Restate all of the data exactly.

** Start SUPPLIED ENTRIES **

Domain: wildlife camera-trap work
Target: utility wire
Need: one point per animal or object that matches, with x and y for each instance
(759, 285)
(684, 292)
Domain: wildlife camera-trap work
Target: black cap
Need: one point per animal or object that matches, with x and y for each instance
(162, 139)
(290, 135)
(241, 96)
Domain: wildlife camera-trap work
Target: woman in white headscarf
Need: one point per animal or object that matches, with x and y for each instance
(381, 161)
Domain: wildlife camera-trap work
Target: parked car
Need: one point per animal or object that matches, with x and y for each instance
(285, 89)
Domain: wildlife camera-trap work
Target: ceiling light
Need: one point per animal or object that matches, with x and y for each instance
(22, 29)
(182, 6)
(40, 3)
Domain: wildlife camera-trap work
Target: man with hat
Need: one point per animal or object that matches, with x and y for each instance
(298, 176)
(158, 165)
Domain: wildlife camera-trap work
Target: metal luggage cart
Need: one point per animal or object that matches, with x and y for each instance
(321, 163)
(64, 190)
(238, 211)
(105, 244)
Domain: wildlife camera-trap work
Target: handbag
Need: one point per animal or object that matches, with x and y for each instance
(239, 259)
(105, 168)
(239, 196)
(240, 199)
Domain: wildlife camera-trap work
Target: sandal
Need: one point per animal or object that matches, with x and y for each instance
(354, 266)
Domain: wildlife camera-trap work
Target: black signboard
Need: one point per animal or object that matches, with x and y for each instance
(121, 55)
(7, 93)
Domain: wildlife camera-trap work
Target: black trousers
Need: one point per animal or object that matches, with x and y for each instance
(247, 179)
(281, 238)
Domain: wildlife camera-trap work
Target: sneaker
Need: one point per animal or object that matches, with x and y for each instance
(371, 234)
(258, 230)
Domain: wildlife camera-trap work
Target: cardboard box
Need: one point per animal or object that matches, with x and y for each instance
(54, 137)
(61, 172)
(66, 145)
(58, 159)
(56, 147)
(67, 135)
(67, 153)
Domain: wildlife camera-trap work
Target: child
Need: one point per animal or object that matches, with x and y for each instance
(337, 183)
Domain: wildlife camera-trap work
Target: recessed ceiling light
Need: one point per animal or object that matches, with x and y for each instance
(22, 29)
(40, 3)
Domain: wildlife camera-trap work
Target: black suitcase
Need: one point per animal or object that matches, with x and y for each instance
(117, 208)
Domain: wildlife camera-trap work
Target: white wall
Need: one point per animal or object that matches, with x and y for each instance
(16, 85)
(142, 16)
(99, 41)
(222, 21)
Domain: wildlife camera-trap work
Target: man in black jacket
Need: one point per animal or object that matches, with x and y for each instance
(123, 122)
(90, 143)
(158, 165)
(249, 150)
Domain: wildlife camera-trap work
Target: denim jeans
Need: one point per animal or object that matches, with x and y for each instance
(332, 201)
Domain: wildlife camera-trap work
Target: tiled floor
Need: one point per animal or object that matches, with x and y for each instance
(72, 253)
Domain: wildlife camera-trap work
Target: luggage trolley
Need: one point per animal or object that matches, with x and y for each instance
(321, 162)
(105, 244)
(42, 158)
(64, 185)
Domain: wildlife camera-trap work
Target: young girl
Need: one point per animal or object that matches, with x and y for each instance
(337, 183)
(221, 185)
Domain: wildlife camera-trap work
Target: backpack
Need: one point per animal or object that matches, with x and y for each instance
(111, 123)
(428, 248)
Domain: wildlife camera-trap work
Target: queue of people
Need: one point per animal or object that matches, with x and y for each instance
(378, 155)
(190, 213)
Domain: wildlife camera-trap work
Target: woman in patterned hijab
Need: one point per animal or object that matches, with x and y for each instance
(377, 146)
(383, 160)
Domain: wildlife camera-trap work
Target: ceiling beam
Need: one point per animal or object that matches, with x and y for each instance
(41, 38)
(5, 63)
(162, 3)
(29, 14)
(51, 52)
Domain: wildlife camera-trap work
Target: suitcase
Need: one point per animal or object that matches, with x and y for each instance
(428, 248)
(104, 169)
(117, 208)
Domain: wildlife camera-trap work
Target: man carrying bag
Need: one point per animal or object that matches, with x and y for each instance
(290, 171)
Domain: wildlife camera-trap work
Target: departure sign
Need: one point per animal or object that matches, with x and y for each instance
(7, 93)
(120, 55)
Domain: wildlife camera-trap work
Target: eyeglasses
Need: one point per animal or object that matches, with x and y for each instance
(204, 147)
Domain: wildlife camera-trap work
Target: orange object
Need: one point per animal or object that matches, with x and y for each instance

** End SUPPLIED ENTRIES **

_ANSWER IN FULL_
Domain: wildlife camera-trap work
Target: utility wire
Need: one point per animal or object that matches, with x and y for each instance
(759, 285)
(684, 292)
Domain: wildlife camera-trap work
Target: black cap
Need: one point per animal or object that matches, with x and y for each instance
(162, 139)
(290, 135)
(241, 96)
Domain: wildlife camera-trap work
Target: woman in white headscarf
Need: one point per animal or object that matches, with x and y for each instance
(381, 161)
Domain: wildlife camera-trap work
Target: parked car
Need: one point per animal or object that matches, with x and y for each instance
(285, 89)
Domain: wildlife camera-trap work
Target: ceiling light
Need: one point per animal or object that matches, with x and y for each instance
(22, 29)
(182, 6)
(40, 3)
Domain: wildlife camera-trap work
Target: man with hat
Need: one point per animal or object that matches, with x and y for each instance
(298, 176)
(158, 165)
Domain: wildlife camera-trap work
Target: metal luggage cart
Need: one point per animal or object that matches, with x and y for each instance
(321, 163)
(64, 190)
(238, 211)
(105, 244)
Domain: wildlife camera-trap work
Target: handbag
Need: one point per animal or object that matches, with x and y for each instance
(239, 259)
(105, 168)
(239, 196)
(240, 199)
Domain: wildlife camera-trap work
Target: sandal
Need: one point per animal or object that matches, with x and y for each instance
(354, 266)
Domain: wildlife camera-trap work
Target: black signboard
Need: one point per animal or object that matches, with x and y for each instance
(121, 55)
(7, 93)
Domain: wildlife camera-trap work
Target: black trousers
Need: one point per animal or object that matches, with x and y for each instance
(247, 179)
(281, 238)
Domain: wildlife camera-trap work
Target: sneaker
Need: one point per animal or object that matches, with x and y for each instance
(371, 234)
(258, 230)
Domain: wildlife camera-trap work
Target: cardboard box
Need: one point per animal or object that matches, with x and y for each instance
(54, 137)
(61, 172)
(66, 145)
(58, 159)
(56, 147)
(67, 135)
(67, 153)
Domain: wildlife camera-trap work
Target: child
Need: one point per animal or object that matches, with x and y for each instance
(337, 183)
Domain: wildlife camera-trap work
Target: recessed ceiling light
Need: one point per animal or object that matches, with x and y for each instance
(22, 29)
(40, 3)
Domain: wildlife camera-trap work
Target: black suitcase
Need: one point per animal or object that matches, with x and y for each instance
(117, 208)
Domain: wildlife camera-trap work
Target: white wall
Need: one point per animal or object that matches, with x and y for each instance
(16, 85)
(142, 16)
(99, 41)
(222, 21)
Domain: wildlife camera-trap work
Target: man in black jacket
Need: one point per animal or object that matches, with x and y for each instance
(123, 122)
(90, 143)
(158, 165)
(249, 150)
Domain: wildlife camera-trap work
Target: denim jeans
Need: one point per animal or object that matches, with x and y for each instance
(332, 201)
Domain: wildlife camera-trap work
Target: tiled floor
Need: one point per animal or object that matches, with x and y for each instance
(72, 253)
Domain: wildlife camera-trap work
Target: luggage trolley
Need: one point per animal or object that matches, with x and y for each instance
(321, 162)
(105, 244)
(42, 158)
(64, 185)
Domain: wildlife camera-trap work
Target: young girl
Need: one point per animal or object that matches, with x and y for each instance
(337, 183)
(221, 185)
Domain: wildlife camera-trap work
Target: backpack
Need: one point per animal or object that matches, with x and y for each instance
(111, 123)
(428, 248)
Domain: wildlife camera-trap work
Target: queue of people
Need: one point per animal or object that matches, with x and y for each instance
(378, 155)
(190, 213)
Domain: wildlife camera-trap work
Target: woman in patterned hijab
Need: one point per animal or object that matches, with x and y for each instance
(377, 146)
(383, 160)
Domain: wildlife camera-trap work
Target: ceiling beam
Need: one point per animal or object that matches, with x and y for each instance
(41, 38)
(5, 63)
(162, 3)
(29, 14)
(51, 52)
Domain: wildlife camera-trap work
Target: suitcase
Need: one point per animal or object that matches, with x and y for each instance
(428, 248)
(104, 169)
(117, 208)
Domain: wildlife camera-trap work
Target: man carrying bag
Need: one point per animal or object that matches, with x and y for each instance
(290, 171)
Domain: wildlife camera-trap work
Target: departure sign
Need: one point per animal or object that matches, with x and y for each instance
(7, 93)
(120, 55)
Domain: wildlife camera-trap work
Target: eyeglasses
Need: one point per animal or object that matches, with x and y for each instance
(204, 147)
Domain: wildlife camera-trap work
Target: orange object
Need: one point per animal or object that matches, with x and y for each instance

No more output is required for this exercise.